*** Begin section ***
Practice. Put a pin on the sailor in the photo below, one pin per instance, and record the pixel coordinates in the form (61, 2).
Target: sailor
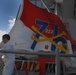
(9, 59)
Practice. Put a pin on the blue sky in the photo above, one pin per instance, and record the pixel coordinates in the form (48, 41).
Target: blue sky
(8, 12)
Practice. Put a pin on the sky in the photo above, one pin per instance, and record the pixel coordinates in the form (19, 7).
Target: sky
(8, 12)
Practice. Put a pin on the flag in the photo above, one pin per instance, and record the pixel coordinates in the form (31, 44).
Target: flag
(35, 29)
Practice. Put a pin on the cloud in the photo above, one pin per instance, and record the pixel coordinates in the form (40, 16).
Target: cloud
(11, 23)
(2, 33)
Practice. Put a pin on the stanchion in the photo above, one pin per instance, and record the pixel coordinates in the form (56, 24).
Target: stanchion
(57, 58)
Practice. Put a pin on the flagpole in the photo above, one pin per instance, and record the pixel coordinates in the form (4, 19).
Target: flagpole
(45, 6)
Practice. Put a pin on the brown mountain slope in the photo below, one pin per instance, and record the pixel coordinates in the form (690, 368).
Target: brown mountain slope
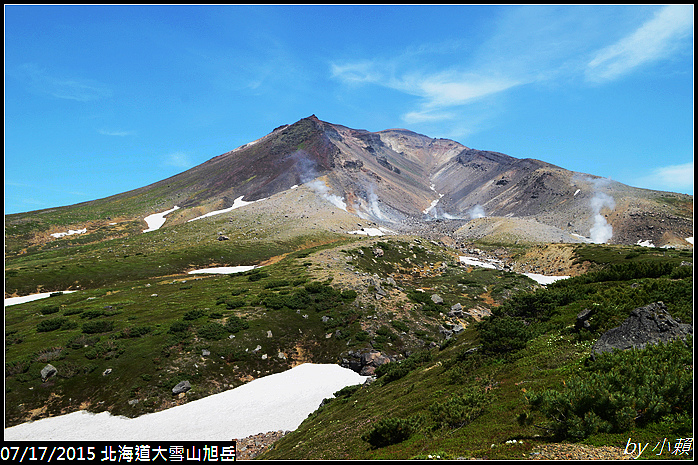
*** End section ***
* **Work to complete**
No pictures should appear in the copy. Print exactly the lines above from the line containing "Practice. Put a pin on the stanchion" through the last line of the data.

* **Task answer**
Practice. Put a pin on the stanchion in the photo above, one pin per instance, and record the pixel coordinates in the form (56, 24).
Target: stanchion
(57, 58)
Practice. Put a pin on the flagpole in the photo above, one pin per instance, and record the pixel coordinates in the form (4, 19).
Target: flagpole
(45, 6)
Practice. Put a pin on the brown mountain slope in the photo below, one pin per instance, and record the pixel coordinates in the form (690, 368).
Target: brown mountain slope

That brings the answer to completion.